═══ STORED RECORDS

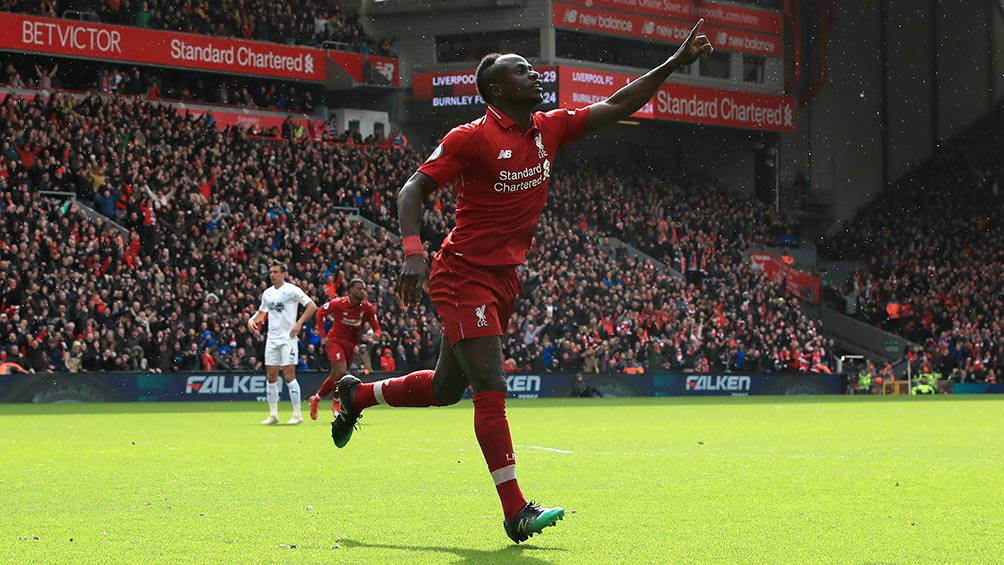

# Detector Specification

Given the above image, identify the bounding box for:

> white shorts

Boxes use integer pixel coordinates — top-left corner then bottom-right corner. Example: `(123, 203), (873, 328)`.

(265, 337), (299, 367)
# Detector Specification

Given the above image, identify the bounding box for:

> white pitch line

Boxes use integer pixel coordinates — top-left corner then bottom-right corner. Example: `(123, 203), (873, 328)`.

(520, 446), (573, 454)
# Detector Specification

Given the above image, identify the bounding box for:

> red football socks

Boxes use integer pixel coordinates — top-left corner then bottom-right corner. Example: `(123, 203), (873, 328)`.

(474, 390), (526, 519)
(317, 376), (338, 398)
(352, 370), (443, 410)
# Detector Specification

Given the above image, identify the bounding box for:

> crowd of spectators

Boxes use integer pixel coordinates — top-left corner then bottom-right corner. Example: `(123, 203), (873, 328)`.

(0, 54), (322, 113)
(0, 0), (393, 55)
(826, 101), (1004, 382)
(0, 89), (833, 371)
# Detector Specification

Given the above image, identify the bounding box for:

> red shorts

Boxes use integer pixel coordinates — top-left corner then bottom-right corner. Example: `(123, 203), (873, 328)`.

(325, 338), (355, 366)
(429, 251), (523, 345)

══════

== THE REQUEST ==
Reproduce every one of the entries above word for word, leaving out the pictures.

== EXERCISE RESPONSE ==
# Detector Specification

Given the above image, identify the bounding box for:

> white shorts

Boxes use integer pixel coordinates — top-left corner then bottom-right corner. Example: `(123, 203), (873, 328)`.

(265, 337), (299, 367)
# Detector Specification

Given the above image, identify the bounding box for:

> white pitch line

Boxes use integer pixel coordinates — top-left corner then bottom-right corner. Example: `(123, 203), (873, 328)`.

(520, 446), (573, 454)
# Detector Specification

Given the above image, identify the bounding box for:

> red football socks

Boxes use integer pixel coordinates — top-left corner then bottom-right corner. Example: `(123, 203), (873, 328)`.

(474, 390), (526, 519)
(317, 376), (338, 398)
(352, 370), (443, 410)
# Detector Specification

Given the above image, identify the bounding box for:

> crowd of spectators

Boxes use integer pixel coordinates — top-left corner then bottom-right corner. Example: `(123, 203), (873, 328)`.

(0, 54), (322, 113)
(0, 0), (393, 55)
(826, 101), (1004, 382)
(0, 89), (833, 371)
# Detector Specification

Given the above image, identify the bounding box for:

> red shorts

Boxes use integer pixel coordinates — top-left corner then bottom-right corner. Example: `(123, 203), (873, 328)`.

(325, 338), (355, 366)
(429, 251), (523, 345)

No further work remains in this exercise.